▶ [WHAT NEEDS TO BE DONE]: For every entry, output the exact wording.
** Opening RECORDS FOR PROCESSING block **
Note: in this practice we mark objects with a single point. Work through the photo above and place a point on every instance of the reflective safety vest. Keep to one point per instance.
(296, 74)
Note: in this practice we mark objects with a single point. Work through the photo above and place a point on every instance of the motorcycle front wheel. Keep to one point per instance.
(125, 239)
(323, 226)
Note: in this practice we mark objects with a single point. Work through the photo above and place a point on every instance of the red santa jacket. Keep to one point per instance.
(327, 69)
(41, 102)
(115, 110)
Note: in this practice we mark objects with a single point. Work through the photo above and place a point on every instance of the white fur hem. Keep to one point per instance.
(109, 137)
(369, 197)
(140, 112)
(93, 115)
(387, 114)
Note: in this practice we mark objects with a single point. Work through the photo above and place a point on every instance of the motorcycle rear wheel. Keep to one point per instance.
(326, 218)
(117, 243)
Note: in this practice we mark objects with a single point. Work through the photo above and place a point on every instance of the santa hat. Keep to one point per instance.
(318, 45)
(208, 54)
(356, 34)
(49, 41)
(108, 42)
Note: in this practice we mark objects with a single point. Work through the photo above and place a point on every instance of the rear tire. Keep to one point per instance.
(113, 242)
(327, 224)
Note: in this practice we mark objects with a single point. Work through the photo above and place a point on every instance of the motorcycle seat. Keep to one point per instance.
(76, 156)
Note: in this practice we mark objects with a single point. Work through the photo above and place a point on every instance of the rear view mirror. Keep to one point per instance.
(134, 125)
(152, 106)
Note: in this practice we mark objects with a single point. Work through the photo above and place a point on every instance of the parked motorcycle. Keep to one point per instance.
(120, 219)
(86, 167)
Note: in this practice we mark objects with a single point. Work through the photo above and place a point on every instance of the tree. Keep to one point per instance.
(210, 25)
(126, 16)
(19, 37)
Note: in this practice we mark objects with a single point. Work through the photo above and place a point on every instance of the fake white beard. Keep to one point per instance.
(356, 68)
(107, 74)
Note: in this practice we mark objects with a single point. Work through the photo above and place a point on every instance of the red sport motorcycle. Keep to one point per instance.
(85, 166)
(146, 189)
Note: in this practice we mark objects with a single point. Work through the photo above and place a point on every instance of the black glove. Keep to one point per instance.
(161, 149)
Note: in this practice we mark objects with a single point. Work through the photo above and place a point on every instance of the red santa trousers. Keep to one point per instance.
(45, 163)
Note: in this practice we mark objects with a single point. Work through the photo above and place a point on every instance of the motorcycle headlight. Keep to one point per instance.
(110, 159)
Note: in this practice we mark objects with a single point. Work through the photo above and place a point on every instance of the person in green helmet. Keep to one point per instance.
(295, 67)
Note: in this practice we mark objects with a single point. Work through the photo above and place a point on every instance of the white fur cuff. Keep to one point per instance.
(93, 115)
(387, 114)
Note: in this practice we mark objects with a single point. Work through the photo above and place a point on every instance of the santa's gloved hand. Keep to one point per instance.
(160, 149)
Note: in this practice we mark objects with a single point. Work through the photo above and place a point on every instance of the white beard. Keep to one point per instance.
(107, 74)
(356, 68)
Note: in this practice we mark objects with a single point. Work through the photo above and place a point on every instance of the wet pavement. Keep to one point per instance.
** Closing RECORDS FOR PROCESSING block **
▶ [WRITTEN SOLUTION]:
Note: in this practice we mark objects with a single point. Work through the photo above and place a point on every instance of the reflective safety vest. Keep to one point per instance.
(296, 74)
Note: in this practice we mark objects with a single point. Work through the photo above and place a point on every instance of the motorcycle front wheel. Keep to one point per instance.
(125, 239)
(323, 226)
Note: in this practice we mark objects with a single point. Work through the photo above and place a point on every instance of the red santa jacket. Keep to one point per instance.
(327, 69)
(41, 102)
(115, 110)
Note: in this practice we mark objects with a single point. Work through the photo above and place a point on every instance of the white fur hem. Keep to one point per instance.
(109, 137)
(369, 197)
(140, 112)
(93, 115)
(387, 114)
Note: in this practice we mark objects with a single point. Work through the photo above and place a point on every instance of the motorcycle rear wheel. Keep to one point per instance.
(326, 218)
(117, 243)
Note: in this practice we mark objects with a single point. Work through the photo above and place a point on every instance of the santa hat. Keep to one point per instance.
(318, 45)
(208, 54)
(356, 34)
(49, 41)
(108, 42)
Note: in this practice we mark objects with a single point. Work through the photo above and place a point on every instance of the rear tire. Keep to one point per instance.
(113, 242)
(327, 224)
Note: in this practice we mark objects with a single point. Work through the photo above and place a point on every instance of the motorcycle seat. Keep to one point per instance.
(76, 156)
Note: in this practice we mark objects with a single point. Work through the photo above and place a point on every instance of the rear view mirror. Keep to one point per instance.
(134, 125)
(152, 106)
Note: in this practice we mark objects with a single point. Work through the photo above and place a point on every instance of the parked motorcycle. Keep to one point per instance.
(120, 219)
(86, 167)
Note: in this practice we mark objects with a single point. Work through the photo above and place a point on every instance of the tree. Keep to one point per instance.
(210, 25)
(126, 16)
(19, 37)
Note: in this practice we mark objects with a single point. Work through the photo above and place a point on every instance of the fake white beard. Keep to one point per instance.
(356, 68)
(107, 74)
Note: in this practice we mark objects with a single point. Work through the photo above and place a point on every instance of the red sport motorcycle. Keep to one point per instance.
(85, 166)
(146, 189)
Note: in this practice we mark objects with a single point. Work through the photo above and place a point on every instance of the black glove. Keep to one point per instance.
(161, 149)
Note: in this practice we mark objects with a single point. Work through the photo above and place a point on every instance of the red santa trousers. Keep to one point per instance.
(45, 163)
Note: in this practice we mark objects with a single point. Work through the photo above and place a point on every instance of the motorcycle headlight. Keep to one point per instance.
(110, 159)
Note: in this practice we mark objects with a single point. Work through the photo above and place a point on every instance of the person in green helmet. Keep to one point per instance.
(295, 67)
Note: in this practice we mark objects with a single point. Work through the photo above and place a point on every instance of the white fur cuff. Keep to one point per instance.
(93, 115)
(387, 114)
Note: in this practice we mark objects with a single point. Work through the photo above and place a point on every instance of the santa's gloved hand. Keep to one point per instance.
(160, 149)
Note: in this practice we mark objects with a single point. Work through the photo above and place a point on every instance of the white beard. Keep to one point per instance.
(107, 74)
(356, 68)
Note: in this practice we mark objects with a single point. Work through the photo above and place a point on every instance of the wet pavement. Keep to one point per instance.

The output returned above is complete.